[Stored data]
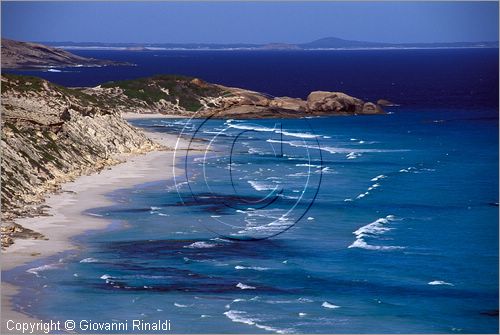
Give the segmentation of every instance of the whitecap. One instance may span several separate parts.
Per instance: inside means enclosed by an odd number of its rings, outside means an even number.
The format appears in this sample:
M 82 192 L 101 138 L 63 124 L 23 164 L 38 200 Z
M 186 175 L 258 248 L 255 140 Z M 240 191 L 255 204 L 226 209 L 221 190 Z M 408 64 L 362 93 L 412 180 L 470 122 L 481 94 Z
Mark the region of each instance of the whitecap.
M 256 191 L 271 191 L 271 190 L 274 190 L 276 188 L 276 185 L 264 184 L 262 182 L 255 181 L 255 180 L 248 180 L 247 182 Z
M 331 304 L 327 301 L 323 302 L 321 304 L 322 307 L 325 307 L 325 308 L 330 308 L 330 309 L 334 309 L 334 308 L 340 308 L 340 306 L 337 306 L 337 305 L 334 305 L 334 304 Z
M 381 175 L 376 176 L 375 178 L 372 178 L 371 181 L 377 181 L 377 180 L 384 179 L 384 178 L 387 178 L 387 176 L 384 176 L 383 174 L 381 174 Z
M 178 303 L 176 303 L 176 302 L 174 302 L 174 306 L 175 306 L 175 307 L 179 307 L 179 308 L 186 308 L 186 307 L 189 307 L 188 305 L 178 304 Z
M 293 333 L 292 329 L 279 329 L 279 328 L 274 328 L 270 326 L 266 326 L 263 324 L 257 323 L 257 321 L 260 322 L 259 319 L 256 318 L 250 318 L 248 317 L 248 313 L 244 311 L 236 311 L 236 310 L 229 310 L 227 312 L 224 312 L 224 315 L 228 317 L 231 321 L 237 322 L 237 323 L 244 323 L 246 325 L 254 326 L 259 329 L 264 329 L 270 332 L 275 332 L 278 334 L 290 334 Z
M 213 247 L 215 247 L 215 244 L 200 241 L 200 242 L 191 243 L 190 245 L 185 245 L 183 248 L 205 249 L 205 248 L 213 248 Z
M 255 271 L 266 271 L 269 270 L 269 268 L 263 268 L 260 266 L 241 266 L 241 265 L 236 265 L 234 267 L 236 270 L 255 270 Z
M 314 135 L 314 134 L 310 134 L 310 133 L 293 133 L 293 132 L 277 129 L 276 127 L 268 128 L 268 127 L 259 126 L 259 125 L 248 125 L 248 124 L 241 124 L 241 123 L 233 124 L 231 122 L 226 122 L 226 124 L 230 128 L 241 129 L 241 130 L 252 130 L 252 131 L 257 131 L 257 132 L 274 132 L 276 134 L 283 134 L 285 136 L 298 137 L 298 138 L 317 138 L 318 137 L 318 135 Z
M 355 153 L 355 152 L 350 152 L 350 153 L 348 153 L 345 157 L 346 157 L 347 159 L 356 159 L 356 158 L 358 158 L 359 156 L 361 156 L 361 154 L 359 154 L 359 153 Z
M 364 197 L 366 197 L 368 194 L 370 194 L 370 192 L 361 193 L 361 194 L 359 194 L 359 195 L 356 197 L 356 199 L 361 199 L 361 198 L 364 198 Z
M 110 276 L 110 275 L 108 275 L 108 274 L 104 274 L 104 275 L 102 275 L 102 276 L 101 276 L 101 277 L 99 277 L 99 278 L 100 278 L 100 279 L 102 279 L 102 280 L 105 280 L 105 281 L 106 281 L 106 284 L 109 284 L 109 283 L 112 283 L 112 284 L 113 284 L 113 282 L 111 281 L 111 279 L 113 279 L 113 277 L 111 277 L 111 276 Z
M 255 287 L 254 286 L 250 286 L 250 285 L 245 285 L 243 283 L 238 283 L 236 285 L 237 288 L 240 288 L 242 290 L 255 290 Z
M 365 238 L 376 238 L 390 230 L 392 228 L 387 227 L 391 221 L 396 221 L 396 217 L 394 215 L 387 215 L 385 218 L 379 218 L 353 232 L 356 236 L 356 240 L 348 247 L 348 248 L 360 248 L 366 250 L 396 250 L 396 249 L 404 249 L 404 247 L 400 246 L 380 246 L 380 245 L 371 245 L 365 241 Z
M 380 187 L 380 184 L 373 184 L 372 186 L 368 187 L 368 191 L 376 189 L 377 187 Z
M 321 165 L 313 165 L 313 164 L 295 164 L 295 166 L 305 166 L 305 167 L 312 167 L 312 168 L 321 168 Z
M 99 260 L 92 257 L 84 258 L 80 261 L 80 263 L 97 263 L 97 262 L 99 262 Z
M 449 286 L 455 286 L 452 283 L 448 283 L 442 280 L 433 280 L 427 283 L 428 285 L 449 285 Z

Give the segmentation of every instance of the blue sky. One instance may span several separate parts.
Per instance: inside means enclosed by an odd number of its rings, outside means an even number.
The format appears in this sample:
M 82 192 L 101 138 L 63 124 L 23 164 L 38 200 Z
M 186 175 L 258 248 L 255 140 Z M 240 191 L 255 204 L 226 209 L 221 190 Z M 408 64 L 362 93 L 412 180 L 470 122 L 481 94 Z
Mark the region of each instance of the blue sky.
M 497 41 L 498 2 L 7 2 L 2 37 L 137 43 Z

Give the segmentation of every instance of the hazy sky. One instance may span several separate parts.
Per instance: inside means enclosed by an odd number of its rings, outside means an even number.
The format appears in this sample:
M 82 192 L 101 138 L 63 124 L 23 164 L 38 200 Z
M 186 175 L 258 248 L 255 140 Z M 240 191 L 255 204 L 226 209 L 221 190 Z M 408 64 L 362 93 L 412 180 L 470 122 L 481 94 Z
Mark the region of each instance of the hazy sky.
M 498 2 L 7 2 L 2 37 L 75 42 L 498 40 Z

▶ **EXERCISE**: The records above are to be repeated word for word, with the pictures omitted.

▶ **WORKED SOLUTION**:
Give the segmentation of every instance of the whitecap. One instance may span several separate parts.
Per instance: inside means enclosed by an odd number of its rings, outside means an even number.
The format appears in this sample:
M 82 192 L 101 138 L 63 124 L 23 164 L 38 200 Z
M 186 175 L 258 248 L 255 140 Z M 240 191 L 255 204 L 226 209 L 221 190 Z M 408 64 L 362 93 L 412 180 L 470 122 L 481 94 Z
Mark the region of each instance of the whitecap.
M 256 191 L 271 191 L 271 190 L 274 190 L 276 188 L 276 185 L 264 184 L 262 182 L 255 181 L 255 180 L 248 180 L 247 182 Z
M 331 304 L 327 301 L 323 302 L 321 304 L 322 307 L 325 307 L 325 308 L 330 308 L 330 309 L 334 309 L 334 308 L 340 308 L 340 306 L 337 306 L 337 305 L 334 305 L 334 304 Z
M 381 175 L 376 176 L 375 178 L 372 178 L 371 181 L 377 181 L 377 180 L 384 179 L 384 178 L 387 178 L 387 176 L 384 176 L 383 174 L 381 174 Z
M 178 303 L 176 303 L 176 302 L 174 302 L 174 306 L 175 306 L 175 307 L 179 307 L 179 308 L 186 308 L 186 307 L 189 307 L 188 305 L 178 304 Z
M 293 333 L 292 329 L 279 329 L 279 328 L 274 328 L 270 326 L 266 326 L 263 324 L 257 323 L 257 321 L 260 322 L 259 319 L 256 318 L 250 318 L 248 317 L 248 313 L 244 311 L 236 311 L 236 310 L 229 310 L 227 312 L 224 312 L 224 315 L 228 317 L 231 321 L 237 322 L 237 323 L 244 323 L 246 325 L 254 326 L 259 329 L 264 329 L 270 332 L 275 332 L 278 334 L 290 334 Z
M 213 247 L 215 247 L 215 244 L 200 241 L 200 242 L 191 243 L 190 245 L 185 245 L 183 248 L 205 249 L 205 248 L 213 248 Z
M 255 271 L 266 271 L 269 270 L 269 268 L 263 268 L 260 266 L 241 266 L 241 265 L 236 265 L 234 267 L 236 270 L 255 270 Z
M 314 135 L 314 134 L 310 134 L 310 133 L 293 133 L 293 132 L 277 129 L 276 127 L 268 128 L 268 127 L 259 126 L 259 125 L 248 125 L 248 124 L 241 124 L 241 123 L 233 124 L 231 122 L 226 122 L 226 124 L 230 128 L 241 129 L 241 130 L 252 130 L 252 131 L 257 131 L 257 132 L 274 132 L 276 134 L 283 134 L 285 136 L 298 137 L 298 138 L 317 138 L 318 137 L 318 135 Z
M 355 153 L 355 152 L 350 152 L 350 153 L 348 153 L 345 157 L 346 157 L 347 159 L 356 159 L 356 158 L 358 158 L 359 156 L 361 156 L 361 154 L 359 154 L 359 153 Z
M 364 197 L 366 197 L 368 194 L 370 194 L 370 192 L 361 193 L 361 194 L 359 194 L 359 195 L 356 197 L 356 199 L 361 199 L 361 198 L 364 198 Z
M 110 276 L 110 275 L 108 275 L 108 274 L 104 274 L 104 275 L 102 275 L 102 276 L 101 276 L 101 277 L 99 277 L 99 278 L 100 278 L 100 279 L 102 279 L 102 280 L 105 280 L 105 281 L 106 281 L 106 284 L 109 284 L 109 283 L 112 283 L 112 284 L 113 284 L 113 282 L 111 281 L 111 279 L 113 279 L 113 277 L 111 277 L 111 276 Z
M 255 287 L 254 286 L 250 286 L 250 285 L 245 285 L 243 283 L 238 283 L 236 285 L 237 288 L 240 288 L 242 290 L 255 290 Z
M 365 238 L 376 238 L 390 230 L 392 228 L 387 227 L 391 221 L 396 221 L 396 217 L 394 215 L 387 215 L 385 218 L 379 218 L 353 232 L 356 236 L 356 240 L 348 247 L 348 248 L 360 248 L 366 250 L 396 250 L 396 249 L 404 249 L 404 247 L 400 246 L 380 246 L 380 245 L 371 245 L 365 241 Z
M 380 187 L 380 184 L 373 184 L 372 186 L 368 187 L 368 191 L 376 189 L 377 187 Z
M 321 165 L 313 165 L 313 164 L 295 164 L 295 166 L 305 166 L 305 167 L 312 167 L 312 168 L 321 168 Z
M 99 260 L 92 257 L 84 258 L 80 261 L 80 263 L 97 263 L 97 262 L 99 262 Z
M 449 286 L 455 286 L 452 283 L 448 283 L 442 280 L 433 280 L 427 283 L 428 285 L 449 285 Z

Give the segmentation of every instance of the blue sky. One instance may span several separate parts.
Per instance: inside means enclosed by an odd number of its rings, outside means an even number.
The format appears in this sample:
M 82 192 L 101 138 L 63 124 L 23 164 L 38 200 Z
M 186 175 L 258 248 L 255 140 Z M 240 191 L 255 204 L 226 209 L 221 190 Z M 408 64 L 362 93 L 412 180 L 470 122 L 481 94 Z
Mark the region of each instance of the blue sky.
M 497 41 L 498 2 L 7 2 L 2 37 L 137 43 Z

Give the segmentation of every instance of the hazy sky. One instance may span several separate parts.
Per instance: inside means enclosed by an odd number of its rings, outside means an even number.
The format appears in this sample:
M 82 192 L 101 138 L 63 124 L 23 164 L 38 200 Z
M 186 175 L 258 248 L 255 140 Z M 240 191 L 255 204 L 226 209 L 221 190 Z M 408 64 L 362 93 L 412 180 L 470 122 L 481 94 Z
Mark the region of each instance of the hazy sky.
M 498 2 L 7 2 L 2 37 L 75 42 L 498 40 Z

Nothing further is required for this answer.